::: EXCERPT PROVIDED :::
Hacker News new | ask | show | jobs
by thedancollins 2828 days ago
Because it finally provides a mechanism by which bad actors on a network could face repercussions for their activity. Consider how different the internet would be if hyperlinks were two-way rather than one-way. Again, it is not only about data, it is about the speed of transactability that would result when value could be exchanged instantaneously with radical transparency behind the actors on the chain. Bankers go away, auditors go away, credit requirements for market participation go away. What could be do with the trillions of dollars tied up and sitting in credit collateral accounts? Liquidity is a good thing.
3 comments

> Bankers go away

People will still need loans. People will still want low risk investment vehicles to "store" their wealth in. At least some sizable number of them will want an institutional actor to handle operational security and insure against key loss.

> auditors go away

The blockchain mostly guarantees that a ledger hasn't been tampered with, but it doesn't guarantee that the transactions were correct and complete in the first place. Plus, it's trivially easy to transfer funds without it registering on the ledger; all I have to do is create a wallet and give the private key to you out of band somehow.

> credit requirements for market participation go away.

There are no credit requirements today, as long as you're only spending funds you have on hand. Credit requirements allow an actor to spend funds they don't actually possess with a reasonable expectation that they will be willing and able to produce those funds (plus interest) at some later date. Having the ledger public reduces, but doesn't eliminate, the need for the actual providers of those temporary funds to want to form some expectations of future performance.

Most of the ancillary infrastructure that's grown up around fiat currencies is there for really good reasons, and most of those reasons don't automatically go away when the underlying currency type changes.

You are not grasping the import of being able to exchange value WITHOUT a banking system in place.
::: DATA FOR THIS TASK :::
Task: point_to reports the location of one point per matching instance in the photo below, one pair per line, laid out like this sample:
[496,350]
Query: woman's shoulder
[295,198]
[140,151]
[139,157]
:::
DIRECTIVE 1 ▸ Resize all the data entries by writing out every line again, requests included, with each point coordinate in the answers multiplied by 1.45 and rounded to a whole number, halves rounded up. Leave the numbers in the requests and their format samples unchanged.
DIRECTIVE 2 ▸ Continue the discussion thread about blockchain replacing banks from the point where it stops.
The text and the entries have nothing to do with each other.

ANSWER 1 ▸
Task: point_to reports the location of one point per matching instance in the photo below, one pair per line, laid out like this sample:
[496,350]
Query: woman's shoulder
[428,287]
[203,219]
[202,228]

ANSWER 2 ▸
As for the credit requirements comment, yes - good point. But in the case of a micro-transaction, realtime agreement. I can consume 15 minutes of power and pay for it at 15:01. A credit requirement still exists -0 but it is one second as opposed to 60-90 days worth of power. This idea assumes many things into existence that do no currently exist - I am merely offering the idea as a thought experiment. Blockchain could make everything pay-as-you-consume.

I can exchange value today without a banking system in place. I have some paper currency in my possession, and if that doesn't work there are plenty of commodity goods available to barter with. You'll notice that even in situations where cash or barter are feasible the vast majority of actors opt into the banking system anyway.

Cryptocurrencies are genuinely useful for parties who don't have access to the formal banking system for one reason or another, but I've got every reason to believe that crypto-backed banks will still be profitable and that people will flock to them as soon as they're available.

As for microtransactions, I can also consume 15 minutes of some service and not pay for it at 15:01, then automatically generate another burner account to consume another 15 minutes. This might not work for power, since there's physical infrastructure that would have to be cut over, but it would work just fine for a very large number of other services. The service provider is going to pretty quickly generate some fraud prevention strategy to prevent you from doing that, and now we've reinvented credit requirements for market participation.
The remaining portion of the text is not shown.